[Your instructions]: Restate each record below word for word, skipping images.

(Available records begins)

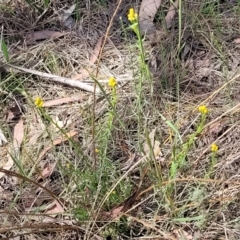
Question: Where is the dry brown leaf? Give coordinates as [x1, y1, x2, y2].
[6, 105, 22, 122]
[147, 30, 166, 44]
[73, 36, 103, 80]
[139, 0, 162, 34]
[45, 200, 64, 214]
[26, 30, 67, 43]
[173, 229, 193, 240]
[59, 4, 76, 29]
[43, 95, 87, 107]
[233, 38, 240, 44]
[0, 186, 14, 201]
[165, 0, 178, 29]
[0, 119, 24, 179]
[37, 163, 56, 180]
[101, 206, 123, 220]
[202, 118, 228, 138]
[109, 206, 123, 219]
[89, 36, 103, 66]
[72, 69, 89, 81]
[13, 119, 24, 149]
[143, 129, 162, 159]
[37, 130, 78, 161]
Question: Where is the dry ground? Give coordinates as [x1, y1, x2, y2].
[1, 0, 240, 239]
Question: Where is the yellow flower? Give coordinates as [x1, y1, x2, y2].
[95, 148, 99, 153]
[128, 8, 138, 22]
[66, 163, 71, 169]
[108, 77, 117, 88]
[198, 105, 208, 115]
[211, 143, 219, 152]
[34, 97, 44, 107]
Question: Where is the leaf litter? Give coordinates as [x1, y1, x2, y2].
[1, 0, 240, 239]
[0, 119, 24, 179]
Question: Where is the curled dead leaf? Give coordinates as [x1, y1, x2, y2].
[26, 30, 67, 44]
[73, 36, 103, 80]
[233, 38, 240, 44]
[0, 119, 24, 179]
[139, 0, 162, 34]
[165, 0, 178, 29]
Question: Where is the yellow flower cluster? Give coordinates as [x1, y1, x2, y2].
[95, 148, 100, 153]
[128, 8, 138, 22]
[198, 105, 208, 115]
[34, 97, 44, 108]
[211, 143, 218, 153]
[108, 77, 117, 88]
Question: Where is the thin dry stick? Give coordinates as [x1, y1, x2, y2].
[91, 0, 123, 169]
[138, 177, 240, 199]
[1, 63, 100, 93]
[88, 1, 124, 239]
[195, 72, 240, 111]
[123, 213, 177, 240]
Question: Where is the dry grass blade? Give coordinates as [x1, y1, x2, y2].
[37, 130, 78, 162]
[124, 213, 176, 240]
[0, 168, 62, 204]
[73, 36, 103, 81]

(Available records ends)

[Answer below]:
Question: Where is the dry brown leaf? Give coordinates as [x1, y1, x2, y2].
[6, 105, 22, 122]
[147, 30, 166, 44]
[73, 36, 103, 80]
[139, 0, 162, 34]
[45, 200, 64, 214]
[26, 30, 67, 43]
[173, 229, 193, 240]
[59, 4, 76, 29]
[43, 95, 87, 107]
[233, 38, 240, 44]
[0, 186, 14, 201]
[165, 0, 178, 29]
[0, 119, 24, 179]
[37, 163, 56, 180]
[101, 206, 123, 220]
[202, 118, 228, 138]
[109, 206, 123, 219]
[89, 36, 103, 66]
[72, 69, 89, 81]
[13, 119, 24, 149]
[143, 129, 162, 159]
[37, 130, 78, 161]
Question: Where is the dry ground? Give coordinates as [x1, y1, x2, y2].
[1, 0, 240, 239]
Question: Where is the yellow flower? Give coordinates as [x1, y1, x2, y2].
[95, 148, 99, 153]
[128, 8, 138, 22]
[66, 163, 71, 169]
[108, 77, 117, 88]
[198, 105, 208, 115]
[211, 143, 219, 152]
[34, 97, 44, 107]
Question: Where is the leaf litter? Give coordinates as [x1, y1, x2, y2].
[1, 0, 240, 239]
[0, 119, 24, 179]
Question: Where is the curled dead leaf? Give coordinates as [x1, y1, x2, y2].
[26, 30, 67, 44]
[73, 36, 103, 80]
[233, 38, 240, 44]
[0, 119, 24, 179]
[139, 0, 162, 34]
[165, 0, 178, 29]
Question: Where is the yellow flower cluster? Give coordinates as [x1, y1, x2, y2].
[95, 148, 100, 153]
[128, 8, 138, 22]
[198, 105, 208, 115]
[34, 97, 44, 108]
[211, 143, 218, 153]
[108, 77, 117, 88]
Question: Where is the thin dry stick? Give coordinates as [x1, y1, x2, y2].
[91, 0, 123, 169]
[138, 177, 240, 199]
[1, 63, 100, 93]
[88, 1, 124, 239]
[195, 72, 240, 111]
[123, 213, 177, 240]
Question: Where is the dry grass blade? Give coordinates as [x1, y1, x2, y2].
[37, 130, 78, 162]
[124, 213, 176, 240]
[0, 168, 62, 204]
[73, 36, 103, 81]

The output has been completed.